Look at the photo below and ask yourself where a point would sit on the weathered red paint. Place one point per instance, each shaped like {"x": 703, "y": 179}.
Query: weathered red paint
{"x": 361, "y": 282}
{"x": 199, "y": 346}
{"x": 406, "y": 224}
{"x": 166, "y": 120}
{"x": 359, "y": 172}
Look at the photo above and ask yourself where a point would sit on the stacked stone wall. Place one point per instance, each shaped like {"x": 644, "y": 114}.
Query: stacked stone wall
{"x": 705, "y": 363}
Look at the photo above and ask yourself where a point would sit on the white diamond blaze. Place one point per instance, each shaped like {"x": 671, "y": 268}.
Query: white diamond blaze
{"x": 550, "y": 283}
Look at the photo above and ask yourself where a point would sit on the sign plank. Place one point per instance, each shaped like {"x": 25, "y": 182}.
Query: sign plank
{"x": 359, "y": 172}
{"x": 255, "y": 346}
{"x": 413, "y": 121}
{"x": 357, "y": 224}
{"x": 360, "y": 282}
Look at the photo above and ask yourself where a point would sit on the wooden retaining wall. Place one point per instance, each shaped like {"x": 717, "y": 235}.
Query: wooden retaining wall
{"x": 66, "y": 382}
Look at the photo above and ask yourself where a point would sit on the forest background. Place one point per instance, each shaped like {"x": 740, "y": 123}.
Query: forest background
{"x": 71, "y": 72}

Exercise objective: Whatever appears in the data above must be copied word for word.

Task answer:
Look at the photo below and ask yourself where a point would sit on the weathered red paint. Place one point per instance, each shaped like {"x": 703, "y": 179}.
Query: weathered red paint
{"x": 361, "y": 282}
{"x": 199, "y": 346}
{"x": 406, "y": 224}
{"x": 166, "y": 120}
{"x": 359, "y": 172}
Look at the photo above and ask yourself where a point would sit on the stacked stone wall. Place one point per instance, each shaped like {"x": 644, "y": 114}.
Query: stacked stone wall
{"x": 705, "y": 363}
Look at the photo above and ask yourself where a point would sit on the white diamond blaze. Place one point per instance, each shaped like {"x": 671, "y": 268}.
Query: white diamond blaze
{"x": 550, "y": 283}
Look at the photo above and ask yourself where a point would sit on the sign plank. Place one point per instance, each shaped like {"x": 25, "y": 182}.
Query: sign plank
{"x": 359, "y": 172}
{"x": 255, "y": 346}
{"x": 413, "y": 121}
{"x": 357, "y": 224}
{"x": 360, "y": 282}
Look at the photo above and ask yourself where a point would sit on the wooden retaining wall. Place one point per instance, each shaped like {"x": 717, "y": 235}.
Query: wooden retaining wall
{"x": 66, "y": 382}
Look at the photo above and ask yourself where a point would sit on the forest background. Place one point per instance, each shaped like {"x": 740, "y": 123}.
Query: forest background
{"x": 71, "y": 72}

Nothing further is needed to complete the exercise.